Task description
Every entry below needs to be repeated exactly as written.

─── Given records

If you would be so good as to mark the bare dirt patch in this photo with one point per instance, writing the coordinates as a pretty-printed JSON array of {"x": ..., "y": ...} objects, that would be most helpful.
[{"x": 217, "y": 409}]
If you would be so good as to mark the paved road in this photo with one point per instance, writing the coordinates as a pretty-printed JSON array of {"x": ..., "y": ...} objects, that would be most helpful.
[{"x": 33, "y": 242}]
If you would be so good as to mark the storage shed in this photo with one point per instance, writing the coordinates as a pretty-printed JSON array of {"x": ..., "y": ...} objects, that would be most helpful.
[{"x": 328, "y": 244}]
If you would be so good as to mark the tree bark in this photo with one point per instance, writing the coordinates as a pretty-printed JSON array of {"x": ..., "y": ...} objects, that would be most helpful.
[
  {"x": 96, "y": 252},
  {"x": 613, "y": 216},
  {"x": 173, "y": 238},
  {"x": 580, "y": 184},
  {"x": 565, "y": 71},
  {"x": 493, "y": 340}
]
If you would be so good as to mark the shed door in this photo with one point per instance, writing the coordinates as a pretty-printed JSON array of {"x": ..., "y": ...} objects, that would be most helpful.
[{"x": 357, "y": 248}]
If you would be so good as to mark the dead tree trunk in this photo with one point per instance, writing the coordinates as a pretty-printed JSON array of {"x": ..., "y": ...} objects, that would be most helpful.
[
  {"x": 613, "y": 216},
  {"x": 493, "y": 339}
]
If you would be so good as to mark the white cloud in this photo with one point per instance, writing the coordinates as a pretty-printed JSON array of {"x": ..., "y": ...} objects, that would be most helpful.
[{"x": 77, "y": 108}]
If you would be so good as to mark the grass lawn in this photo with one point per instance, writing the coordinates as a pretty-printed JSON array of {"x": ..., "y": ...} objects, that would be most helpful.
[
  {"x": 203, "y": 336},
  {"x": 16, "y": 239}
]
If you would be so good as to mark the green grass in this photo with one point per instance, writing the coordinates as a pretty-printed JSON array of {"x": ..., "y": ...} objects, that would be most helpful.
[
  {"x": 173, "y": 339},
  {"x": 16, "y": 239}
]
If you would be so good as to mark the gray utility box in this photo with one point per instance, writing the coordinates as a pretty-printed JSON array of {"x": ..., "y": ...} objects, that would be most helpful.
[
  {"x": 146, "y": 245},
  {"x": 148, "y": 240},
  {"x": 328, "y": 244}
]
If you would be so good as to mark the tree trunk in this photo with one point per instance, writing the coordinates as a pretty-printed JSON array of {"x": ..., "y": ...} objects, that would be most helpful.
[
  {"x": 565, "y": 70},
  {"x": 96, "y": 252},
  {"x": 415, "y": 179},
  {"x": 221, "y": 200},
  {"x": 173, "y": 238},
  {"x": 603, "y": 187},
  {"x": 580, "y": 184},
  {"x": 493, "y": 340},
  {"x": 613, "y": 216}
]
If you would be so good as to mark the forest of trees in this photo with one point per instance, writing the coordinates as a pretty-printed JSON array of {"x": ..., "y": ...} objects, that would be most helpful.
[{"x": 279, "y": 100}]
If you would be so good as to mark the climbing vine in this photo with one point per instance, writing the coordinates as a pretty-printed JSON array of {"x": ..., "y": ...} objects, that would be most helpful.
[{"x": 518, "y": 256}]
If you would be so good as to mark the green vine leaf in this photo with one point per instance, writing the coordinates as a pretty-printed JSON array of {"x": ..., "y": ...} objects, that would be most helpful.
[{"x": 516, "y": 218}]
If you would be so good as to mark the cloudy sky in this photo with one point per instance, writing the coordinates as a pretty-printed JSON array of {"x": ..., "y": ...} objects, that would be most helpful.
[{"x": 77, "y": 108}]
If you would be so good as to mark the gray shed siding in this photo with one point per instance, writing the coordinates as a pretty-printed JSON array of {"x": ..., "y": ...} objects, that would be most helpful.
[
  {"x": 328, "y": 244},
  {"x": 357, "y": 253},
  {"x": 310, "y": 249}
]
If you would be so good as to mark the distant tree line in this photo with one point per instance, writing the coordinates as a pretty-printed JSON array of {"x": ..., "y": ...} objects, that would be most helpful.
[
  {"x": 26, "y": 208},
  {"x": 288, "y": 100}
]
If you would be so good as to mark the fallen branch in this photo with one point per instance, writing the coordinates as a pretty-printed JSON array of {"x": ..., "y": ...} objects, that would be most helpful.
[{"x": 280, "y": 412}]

──────

Your response
If you would be so good as to mark the bare dirt patch in this photo with one point per instance, writing the coordinates as a pretty-printed JSON array of {"x": ..., "y": ...} objects, that would be most helpful.
[{"x": 217, "y": 409}]
If you would be so good as to mark the paved road in this photo with one point per instance, writing the coordinates as a pretty-printed JSON array of {"x": ..., "y": ...} objects, that would be most helpful.
[{"x": 33, "y": 242}]
If you would be so good as to mark the storage shed in this photo with one point per instance, writing the coordinates as a pretty-printed JSON array of {"x": ..., "y": ...} objects, that would be most helpful.
[{"x": 328, "y": 244}]
If you would be so good as to mark the tree bark in this photo with one point per instance, writing the coordinates as a pretty-printed JSON array of {"x": ..., "y": ...} objects, that would be most helpful.
[
  {"x": 96, "y": 252},
  {"x": 613, "y": 216},
  {"x": 173, "y": 238},
  {"x": 580, "y": 184},
  {"x": 565, "y": 71},
  {"x": 493, "y": 340}
]
If you would be so good as to mark the shed door in this photo with one point per instance, writing the coordinates as a pretty-printed JSON array of {"x": ..., "y": ...} objects, that would be most helpful.
[{"x": 357, "y": 248}]
If you would be so good as to mark the dead tree trunk in this photo with one point per instance, writing the coordinates as a pretty-printed JSON array of {"x": ..., "y": ...} objects, that would be most helpful.
[
  {"x": 613, "y": 216},
  {"x": 493, "y": 339}
]
If you would be so good as to mark the white cloud in this photo with one point per instance, writing the coordinates as a pretty-printed JSON array of {"x": ..., "y": ...} objects, that would be most helpful.
[{"x": 77, "y": 108}]
If you would be so good as to mark the grass lawn in this photo with one point per instance, writing the coordinates as a pretty-printed JSON array of {"x": ..., "y": ...} objects, that would be most helpful.
[
  {"x": 203, "y": 336},
  {"x": 16, "y": 239}
]
If you would be so good as to mark the green grass in this photo with one point per instance, writing the coordinates as a pretty-printed JSON array of {"x": ..., "y": ...} objects, that would be most helpful.
[
  {"x": 173, "y": 339},
  {"x": 16, "y": 239}
]
If you would be so good as to mark the gray utility box in this photo with one point per instance, writing the coordinates as a pretty-printed JSON array of {"x": ..., "y": ...} objects, that would be most helpful.
[
  {"x": 146, "y": 245},
  {"x": 148, "y": 240},
  {"x": 328, "y": 244}
]
If you would be so good as to mark the tree trunk in this photo with one point per instance, writing the coordinates as a pretty-printed JSON array of {"x": ..., "y": ...} objects, that would be most helpful.
[
  {"x": 565, "y": 70},
  {"x": 96, "y": 252},
  {"x": 415, "y": 179},
  {"x": 221, "y": 200},
  {"x": 173, "y": 238},
  {"x": 603, "y": 187},
  {"x": 580, "y": 184},
  {"x": 493, "y": 340},
  {"x": 613, "y": 216}
]
If you would be so good as to mark the forest of trees in this photo with one point per instance, writing the coordinates as a pretty-printed JSON array of {"x": ..., "y": ...} objects, that would be most helpful.
[{"x": 279, "y": 100}]
If you would be so good as to mark the climbing vine in this photo with one point per instance, writing the coordinates as a pretty-printed JSON array of {"x": ..., "y": ...} objects, that would be most helpful.
[{"x": 518, "y": 256}]
If you would be so good as to mark the green vine leaf in this photo with one point per instance, writing the coordinates as a pretty-printed JSON array of {"x": ..., "y": ...} objects, that would be most helpful.
[{"x": 516, "y": 218}]
If you would be so good as to mark the cloudy sky in this photo with one point per instance, writing the coordinates as a pretty-printed JSON array of {"x": ..., "y": ...} objects, that would be most helpful.
[{"x": 77, "y": 108}]
If you would be so good as to mark the gray shed siding in this photo with one point per instance, writing the coordinates as a pretty-printed JSON array of {"x": ..., "y": ...} objects, that would be most helpful.
[
  {"x": 328, "y": 244},
  {"x": 357, "y": 253},
  {"x": 310, "y": 249}
]
If you would be so good as to mark the distant tree line in this photo with one point per instance, writing the coordinates as a pretty-printed JSON array of {"x": ..., "y": ...} objects, that would be most helpful.
[
  {"x": 26, "y": 208},
  {"x": 288, "y": 100}
]
If you would be so good as to mark the fallen branch in this photo with one point per instance, writing the coordinates as a pretty-printed JSON array of {"x": ..., "y": ...} objects, that would be most helpful.
[{"x": 280, "y": 412}]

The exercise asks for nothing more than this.